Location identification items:
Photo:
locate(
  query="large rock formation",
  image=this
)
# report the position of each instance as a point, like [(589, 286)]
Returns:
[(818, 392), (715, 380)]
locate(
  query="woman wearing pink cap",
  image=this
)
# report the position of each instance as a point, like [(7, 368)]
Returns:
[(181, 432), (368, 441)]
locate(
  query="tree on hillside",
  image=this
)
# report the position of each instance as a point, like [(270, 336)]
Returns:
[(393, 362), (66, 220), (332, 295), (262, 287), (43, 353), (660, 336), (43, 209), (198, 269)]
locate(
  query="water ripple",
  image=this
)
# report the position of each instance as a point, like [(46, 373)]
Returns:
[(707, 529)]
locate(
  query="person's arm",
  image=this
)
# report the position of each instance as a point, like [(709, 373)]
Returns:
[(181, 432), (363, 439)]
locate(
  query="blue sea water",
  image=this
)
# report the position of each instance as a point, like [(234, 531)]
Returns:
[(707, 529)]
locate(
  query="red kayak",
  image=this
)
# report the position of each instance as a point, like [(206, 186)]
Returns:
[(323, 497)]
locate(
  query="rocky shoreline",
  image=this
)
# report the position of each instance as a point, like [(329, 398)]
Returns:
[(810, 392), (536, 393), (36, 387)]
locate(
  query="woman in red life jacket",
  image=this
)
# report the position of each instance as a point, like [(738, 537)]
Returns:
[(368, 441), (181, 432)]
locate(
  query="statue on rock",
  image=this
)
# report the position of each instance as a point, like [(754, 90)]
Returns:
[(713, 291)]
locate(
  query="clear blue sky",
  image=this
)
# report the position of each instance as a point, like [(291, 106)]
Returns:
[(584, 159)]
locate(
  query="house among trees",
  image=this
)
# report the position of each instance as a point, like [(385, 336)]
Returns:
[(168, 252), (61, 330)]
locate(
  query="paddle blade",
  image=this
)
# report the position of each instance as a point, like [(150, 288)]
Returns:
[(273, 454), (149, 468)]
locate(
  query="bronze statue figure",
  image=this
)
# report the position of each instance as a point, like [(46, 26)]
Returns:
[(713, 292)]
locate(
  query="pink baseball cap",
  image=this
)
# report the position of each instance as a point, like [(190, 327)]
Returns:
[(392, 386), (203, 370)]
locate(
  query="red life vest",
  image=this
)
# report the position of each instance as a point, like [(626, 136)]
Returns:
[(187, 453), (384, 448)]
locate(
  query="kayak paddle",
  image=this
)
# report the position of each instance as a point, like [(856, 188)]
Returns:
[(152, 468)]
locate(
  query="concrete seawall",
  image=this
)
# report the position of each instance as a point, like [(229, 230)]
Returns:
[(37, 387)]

WORK TO COMPLETE: Tally the lines of the items above that contain the string "paddle", treating uppercase and lowercase as different, and give only the number.

FINISHED EXERCISE: 2